- Activity:
All that should come back is the lines of the data below from the one containing "In the photo above, where can the shoreline" to the one containing "Target: man's beard", inclusive, exactly as they stand.

- Data:
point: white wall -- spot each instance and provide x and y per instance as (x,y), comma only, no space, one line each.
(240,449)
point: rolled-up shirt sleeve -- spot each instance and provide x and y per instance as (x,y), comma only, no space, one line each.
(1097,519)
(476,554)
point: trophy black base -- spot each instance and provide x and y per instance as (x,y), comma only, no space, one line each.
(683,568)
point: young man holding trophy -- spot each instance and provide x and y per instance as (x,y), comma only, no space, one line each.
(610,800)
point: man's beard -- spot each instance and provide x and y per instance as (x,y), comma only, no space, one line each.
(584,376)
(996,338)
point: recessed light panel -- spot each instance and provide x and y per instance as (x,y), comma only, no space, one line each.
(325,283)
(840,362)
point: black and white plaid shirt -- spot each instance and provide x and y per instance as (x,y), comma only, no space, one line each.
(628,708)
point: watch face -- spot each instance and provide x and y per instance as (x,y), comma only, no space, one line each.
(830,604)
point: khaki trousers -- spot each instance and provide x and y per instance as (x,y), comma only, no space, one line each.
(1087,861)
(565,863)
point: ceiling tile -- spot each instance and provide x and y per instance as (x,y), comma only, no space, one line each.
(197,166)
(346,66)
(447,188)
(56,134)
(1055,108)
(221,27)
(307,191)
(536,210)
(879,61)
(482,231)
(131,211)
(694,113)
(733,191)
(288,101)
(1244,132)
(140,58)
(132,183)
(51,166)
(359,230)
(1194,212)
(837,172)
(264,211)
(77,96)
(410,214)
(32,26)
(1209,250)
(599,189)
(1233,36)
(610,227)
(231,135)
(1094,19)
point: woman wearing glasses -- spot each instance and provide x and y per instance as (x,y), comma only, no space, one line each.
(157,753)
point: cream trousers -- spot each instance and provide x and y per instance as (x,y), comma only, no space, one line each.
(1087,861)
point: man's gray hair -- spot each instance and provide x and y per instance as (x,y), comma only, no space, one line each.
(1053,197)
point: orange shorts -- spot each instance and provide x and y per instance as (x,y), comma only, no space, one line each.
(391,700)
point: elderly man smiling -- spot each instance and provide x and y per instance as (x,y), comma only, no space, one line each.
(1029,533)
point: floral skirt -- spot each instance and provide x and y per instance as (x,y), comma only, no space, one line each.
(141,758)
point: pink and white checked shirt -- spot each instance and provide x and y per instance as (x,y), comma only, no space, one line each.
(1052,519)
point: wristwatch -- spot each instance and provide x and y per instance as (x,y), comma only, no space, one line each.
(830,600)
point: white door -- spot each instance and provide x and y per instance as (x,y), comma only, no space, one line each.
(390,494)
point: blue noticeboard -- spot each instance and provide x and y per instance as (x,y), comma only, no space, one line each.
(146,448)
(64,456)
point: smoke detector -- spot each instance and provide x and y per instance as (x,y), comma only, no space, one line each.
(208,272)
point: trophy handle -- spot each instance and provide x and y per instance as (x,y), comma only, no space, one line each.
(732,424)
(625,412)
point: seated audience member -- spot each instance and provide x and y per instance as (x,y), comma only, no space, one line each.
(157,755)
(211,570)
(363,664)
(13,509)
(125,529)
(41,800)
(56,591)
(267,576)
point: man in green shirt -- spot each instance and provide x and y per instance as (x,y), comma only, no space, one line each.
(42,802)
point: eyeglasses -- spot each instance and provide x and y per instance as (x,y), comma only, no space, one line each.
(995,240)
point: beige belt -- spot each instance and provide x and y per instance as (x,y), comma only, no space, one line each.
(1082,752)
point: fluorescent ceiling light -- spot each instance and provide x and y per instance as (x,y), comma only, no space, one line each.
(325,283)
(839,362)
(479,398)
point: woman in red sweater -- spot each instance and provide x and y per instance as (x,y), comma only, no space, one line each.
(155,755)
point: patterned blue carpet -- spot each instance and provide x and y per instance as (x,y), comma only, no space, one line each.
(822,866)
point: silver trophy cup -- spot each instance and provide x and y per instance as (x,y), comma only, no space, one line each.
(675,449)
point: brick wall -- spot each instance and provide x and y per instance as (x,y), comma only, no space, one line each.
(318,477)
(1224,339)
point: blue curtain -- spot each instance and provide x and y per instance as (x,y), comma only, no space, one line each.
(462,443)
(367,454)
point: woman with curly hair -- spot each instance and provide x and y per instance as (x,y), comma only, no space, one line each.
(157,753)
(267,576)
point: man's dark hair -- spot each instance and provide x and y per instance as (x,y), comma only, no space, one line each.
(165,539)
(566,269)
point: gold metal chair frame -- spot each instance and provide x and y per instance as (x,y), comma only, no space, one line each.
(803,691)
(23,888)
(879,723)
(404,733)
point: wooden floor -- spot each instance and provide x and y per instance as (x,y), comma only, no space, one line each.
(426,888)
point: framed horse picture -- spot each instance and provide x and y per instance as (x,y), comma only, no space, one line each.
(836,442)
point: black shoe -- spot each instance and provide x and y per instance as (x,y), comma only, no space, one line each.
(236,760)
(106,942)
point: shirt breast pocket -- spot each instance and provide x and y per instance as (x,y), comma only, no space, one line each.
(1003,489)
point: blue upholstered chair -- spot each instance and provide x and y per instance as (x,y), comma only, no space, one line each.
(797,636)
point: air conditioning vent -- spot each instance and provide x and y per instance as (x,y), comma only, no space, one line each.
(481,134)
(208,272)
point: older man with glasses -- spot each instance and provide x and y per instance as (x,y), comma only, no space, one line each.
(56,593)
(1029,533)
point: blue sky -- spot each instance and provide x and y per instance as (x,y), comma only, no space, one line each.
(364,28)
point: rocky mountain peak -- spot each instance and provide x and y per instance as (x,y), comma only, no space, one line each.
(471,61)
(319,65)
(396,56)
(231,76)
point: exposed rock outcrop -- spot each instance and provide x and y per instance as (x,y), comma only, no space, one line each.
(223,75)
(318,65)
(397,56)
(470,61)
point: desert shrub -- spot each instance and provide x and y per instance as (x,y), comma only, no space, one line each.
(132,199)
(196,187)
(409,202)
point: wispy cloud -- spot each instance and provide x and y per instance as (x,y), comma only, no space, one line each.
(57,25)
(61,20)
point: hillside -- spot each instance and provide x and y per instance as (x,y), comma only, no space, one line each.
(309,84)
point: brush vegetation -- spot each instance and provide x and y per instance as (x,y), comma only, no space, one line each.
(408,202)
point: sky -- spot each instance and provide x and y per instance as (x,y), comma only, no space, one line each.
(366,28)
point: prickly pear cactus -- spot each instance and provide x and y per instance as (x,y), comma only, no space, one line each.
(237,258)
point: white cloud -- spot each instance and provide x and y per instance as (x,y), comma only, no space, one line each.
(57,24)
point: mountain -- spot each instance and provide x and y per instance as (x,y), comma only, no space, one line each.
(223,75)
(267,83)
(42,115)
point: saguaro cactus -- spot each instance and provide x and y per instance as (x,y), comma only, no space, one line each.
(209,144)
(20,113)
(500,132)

--

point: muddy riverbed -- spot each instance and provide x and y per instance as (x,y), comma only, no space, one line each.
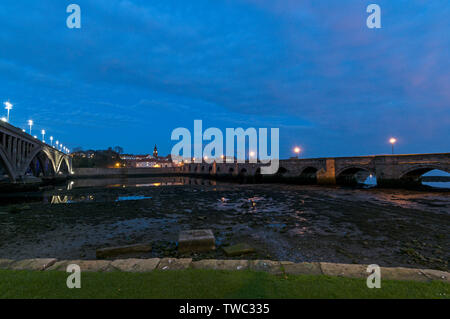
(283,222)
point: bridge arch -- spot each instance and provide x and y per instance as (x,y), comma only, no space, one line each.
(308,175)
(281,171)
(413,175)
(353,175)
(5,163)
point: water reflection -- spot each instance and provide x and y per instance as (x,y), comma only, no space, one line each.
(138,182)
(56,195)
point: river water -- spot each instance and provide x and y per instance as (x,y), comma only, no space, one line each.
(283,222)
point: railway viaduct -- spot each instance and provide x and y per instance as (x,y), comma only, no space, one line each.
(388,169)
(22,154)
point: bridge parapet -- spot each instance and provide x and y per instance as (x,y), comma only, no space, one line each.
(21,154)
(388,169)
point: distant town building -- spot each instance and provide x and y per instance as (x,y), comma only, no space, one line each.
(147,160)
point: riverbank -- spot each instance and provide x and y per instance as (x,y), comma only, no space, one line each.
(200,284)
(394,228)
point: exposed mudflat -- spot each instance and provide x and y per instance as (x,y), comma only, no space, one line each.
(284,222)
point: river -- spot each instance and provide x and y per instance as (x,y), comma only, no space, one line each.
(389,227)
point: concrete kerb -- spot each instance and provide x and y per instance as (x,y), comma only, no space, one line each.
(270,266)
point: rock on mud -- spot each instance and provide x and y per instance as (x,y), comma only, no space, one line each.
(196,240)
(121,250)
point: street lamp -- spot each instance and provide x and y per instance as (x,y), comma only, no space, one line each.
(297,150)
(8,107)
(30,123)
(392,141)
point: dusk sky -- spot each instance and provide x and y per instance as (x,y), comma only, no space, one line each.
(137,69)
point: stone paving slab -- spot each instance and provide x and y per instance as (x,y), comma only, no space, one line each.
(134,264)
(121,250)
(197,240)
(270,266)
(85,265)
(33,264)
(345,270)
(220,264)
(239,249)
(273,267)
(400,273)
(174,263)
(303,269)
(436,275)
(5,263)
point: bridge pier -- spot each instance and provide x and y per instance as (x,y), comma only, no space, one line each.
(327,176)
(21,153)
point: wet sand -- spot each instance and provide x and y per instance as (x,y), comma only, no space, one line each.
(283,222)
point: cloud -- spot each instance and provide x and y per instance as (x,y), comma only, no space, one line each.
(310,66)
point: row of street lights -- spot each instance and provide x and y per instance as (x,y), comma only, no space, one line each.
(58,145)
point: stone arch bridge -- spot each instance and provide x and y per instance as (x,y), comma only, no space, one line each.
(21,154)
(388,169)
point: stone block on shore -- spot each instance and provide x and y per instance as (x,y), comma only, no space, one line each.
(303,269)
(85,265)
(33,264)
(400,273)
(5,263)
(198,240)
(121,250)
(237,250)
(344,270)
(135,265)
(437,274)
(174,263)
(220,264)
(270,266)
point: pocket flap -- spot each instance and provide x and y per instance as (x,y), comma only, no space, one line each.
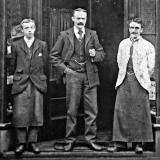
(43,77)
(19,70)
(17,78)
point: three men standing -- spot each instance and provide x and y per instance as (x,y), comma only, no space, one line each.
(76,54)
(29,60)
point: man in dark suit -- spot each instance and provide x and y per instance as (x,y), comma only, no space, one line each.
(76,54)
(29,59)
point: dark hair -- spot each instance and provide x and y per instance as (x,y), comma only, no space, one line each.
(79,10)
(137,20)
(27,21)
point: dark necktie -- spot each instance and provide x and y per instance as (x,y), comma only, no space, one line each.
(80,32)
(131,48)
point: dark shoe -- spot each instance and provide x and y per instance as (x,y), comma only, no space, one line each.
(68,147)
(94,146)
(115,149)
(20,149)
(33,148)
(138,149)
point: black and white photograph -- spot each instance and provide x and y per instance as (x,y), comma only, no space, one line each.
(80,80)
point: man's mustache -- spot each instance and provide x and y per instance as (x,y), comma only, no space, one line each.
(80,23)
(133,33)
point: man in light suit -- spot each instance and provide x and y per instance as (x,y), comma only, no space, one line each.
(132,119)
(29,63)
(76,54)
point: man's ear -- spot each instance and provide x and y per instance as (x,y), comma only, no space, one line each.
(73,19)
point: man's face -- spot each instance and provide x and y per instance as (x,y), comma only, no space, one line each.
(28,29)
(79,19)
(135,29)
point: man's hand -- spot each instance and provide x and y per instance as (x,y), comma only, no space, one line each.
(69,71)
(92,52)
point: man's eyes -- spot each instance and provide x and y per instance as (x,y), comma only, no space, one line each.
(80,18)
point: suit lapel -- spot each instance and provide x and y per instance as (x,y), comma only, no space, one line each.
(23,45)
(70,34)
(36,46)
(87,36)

--

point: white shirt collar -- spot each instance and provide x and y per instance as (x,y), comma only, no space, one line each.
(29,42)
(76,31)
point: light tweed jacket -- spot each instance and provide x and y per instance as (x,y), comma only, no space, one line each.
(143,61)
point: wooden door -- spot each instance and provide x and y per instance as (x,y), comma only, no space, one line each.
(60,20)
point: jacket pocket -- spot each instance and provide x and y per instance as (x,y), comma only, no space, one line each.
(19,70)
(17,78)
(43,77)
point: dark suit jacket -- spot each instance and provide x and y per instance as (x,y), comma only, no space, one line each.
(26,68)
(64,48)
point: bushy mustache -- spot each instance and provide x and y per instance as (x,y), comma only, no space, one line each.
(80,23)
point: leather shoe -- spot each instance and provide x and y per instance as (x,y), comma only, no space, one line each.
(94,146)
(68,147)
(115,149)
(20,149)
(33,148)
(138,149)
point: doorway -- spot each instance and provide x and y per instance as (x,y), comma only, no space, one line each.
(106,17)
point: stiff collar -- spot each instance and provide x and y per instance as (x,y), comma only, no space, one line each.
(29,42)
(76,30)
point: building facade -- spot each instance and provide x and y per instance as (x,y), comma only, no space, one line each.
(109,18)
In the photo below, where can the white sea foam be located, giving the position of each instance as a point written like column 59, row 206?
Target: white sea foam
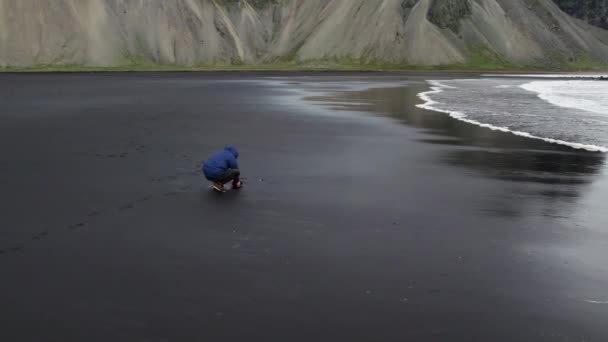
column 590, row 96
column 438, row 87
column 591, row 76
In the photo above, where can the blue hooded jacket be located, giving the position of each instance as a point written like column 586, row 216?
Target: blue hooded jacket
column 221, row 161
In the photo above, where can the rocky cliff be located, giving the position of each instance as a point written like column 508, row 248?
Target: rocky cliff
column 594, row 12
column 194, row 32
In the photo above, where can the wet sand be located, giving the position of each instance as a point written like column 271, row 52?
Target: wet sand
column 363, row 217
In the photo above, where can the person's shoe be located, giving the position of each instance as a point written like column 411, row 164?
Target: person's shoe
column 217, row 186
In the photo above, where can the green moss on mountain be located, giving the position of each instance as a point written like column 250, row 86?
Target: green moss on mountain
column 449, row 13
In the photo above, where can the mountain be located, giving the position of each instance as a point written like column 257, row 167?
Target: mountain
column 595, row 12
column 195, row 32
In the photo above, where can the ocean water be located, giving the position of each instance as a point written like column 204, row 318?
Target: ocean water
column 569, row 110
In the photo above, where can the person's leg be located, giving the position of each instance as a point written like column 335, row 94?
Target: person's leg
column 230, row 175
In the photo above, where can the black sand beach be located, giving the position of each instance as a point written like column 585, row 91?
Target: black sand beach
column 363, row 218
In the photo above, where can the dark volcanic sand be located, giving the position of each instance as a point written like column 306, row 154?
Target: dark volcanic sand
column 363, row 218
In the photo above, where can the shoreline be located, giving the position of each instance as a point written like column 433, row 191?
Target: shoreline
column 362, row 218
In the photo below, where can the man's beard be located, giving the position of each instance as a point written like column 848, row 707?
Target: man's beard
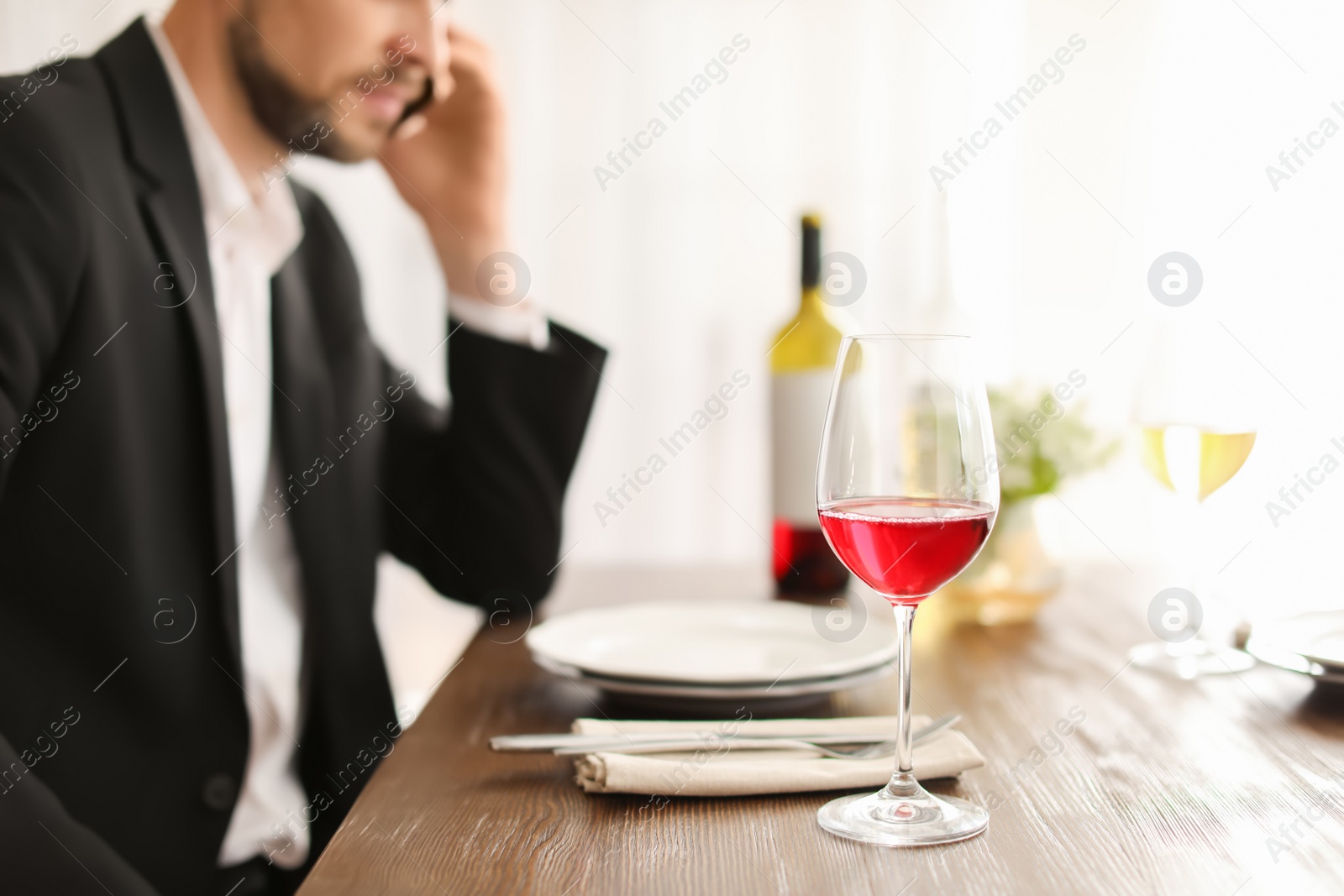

- Response:
In the photo above, where can the shoreline be located, giving the position of each instance as a point written like column 433, row 191?
Target: shoreline
column 362, row 218
In the photo below, where can the man's beard be located, giving the position of each instance as a point written like column 848, row 707?
Target: man's beard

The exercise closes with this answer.